== Brano ==

Da allenatore della San Marino Academy, Alain Conte ha ottenuto due promozioni consecutive e lo storico esordio in serie A. Ora punta all’obiettivo salvezza. E sul calcio femminile: “Continuare a lottare per diritti sacrosanti”
L’intervista – I suoi modelli in panchina sono Carlo Ancelotti (da bravo milanista) e Antonio Conte. E se il suo (quasi) omonimo è vicino al primo scudetto con l’Inter, anche Alain Conte ha qualcosa da festeggiare. Il mister della San Marino Academy, club della serie A femminile, è fresco vincitore della Panchina d’argento: “Un riconoscimento che non mi aspettavo, i miei colleghi (il premio è assegnato dagli stessi allenatori, ndr) hanno apprezzato il lavoro fatto qui“.
Nei tre anni passati all’ombra del monte Titano, infatti, Conte ha guidato la San Marino Academy dalla serie C alla A. Una storica doppia promozione che ha portato le sue calciatrici a vivere un sogno e a sfidare grandi nomi, come Juventus e Milan. “Sembra Davide contro Golia, ma il calcio è pieno di esempi incoraggianti – ha raccontato -. Molti pensavano che avremmo fatto solo una comparsata in serie A, invece, grazie al duro lavoro, stiamo lottando per salvarci”. L’intervista in esclusiva a DSW Sport.
Mister Conte, mancano poche giornate alla fine del campionato e state lottando per non retrocedere. Come giudica la stagione della San Marino Academy fin qui?
“La nostra stagione è in linea con quello che ci aspettavamo. Sapevamo che salvarsi sarebbe stata un’impresa e non era scontato arrivare alle ultime giornate con tutto ancora in gioco. L’avvio è stato più complicato del previsto, ma con il lavoro siamo riusciti ad avvicinarci al nostro obiettivo”.
Con una straordinaria doppia promozione, siete passati in due anni dalla serie C alla A. Com’è per voi affrontare corazzate del calibro di Juventus e Milan?
“In 15 mesi abbiamo fatto un salto mortale in avanti. Sapevamo che era un’impresa da Davide contro Golia, ma il calcio è pieno di esempi incoraggianti e belle storie: mi piace pensare che noi diventeremo una di queste”.
È il primo anno in serie A anche per lei: che cosa l’ha colpita di più di questa competizione?
“Sicuramente si respira calcio d’alto livello. È un ambiente in cui si incontrano società strutturate e atlete vere. Questo è stimolante per chi come noi viene dal basso e ha fatto notevoli sacrifici per riuscire a competere con certe realtà”.
Sta purtroppo scontando una lunga squalifica di 6 giornate. Com’è non poter vivere dalla panchina la fase clou della stagione?

== La consegna ==
Trascrivi alla lettera la parte del brano compresa tra "Nei tre anni" e "a DSW Sport.", estremi inclusi. L'elenco non ha alcun rapporto con il brano.

== Estratto dati ==

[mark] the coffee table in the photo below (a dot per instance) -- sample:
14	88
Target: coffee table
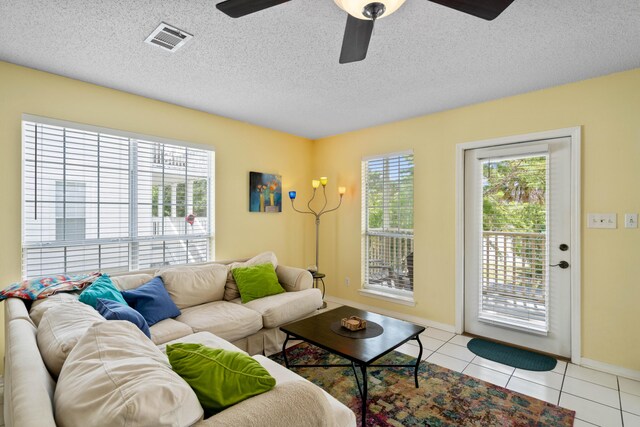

== Risposta ==
Nei tre anni passati all’ombra del monte Titano, infatti, Conte ha guidato la San Marino Academy dalla serie C alla A. Una storica doppia promozione che ha portato le sue calciatrici a vivere un sogno e a sfidare grandi nomi, come Juventus e Milan. “Sembra Davide contro Golia, ma il calcio è pieno di esempi incoraggianti – ha raccontato -. Molti pensavano che avremmo fatto solo una comparsata in serie A, invece, grazie al duro lavoro, stiamo lottando per salvarci”. L’intervista in esclusiva a DSW Sport.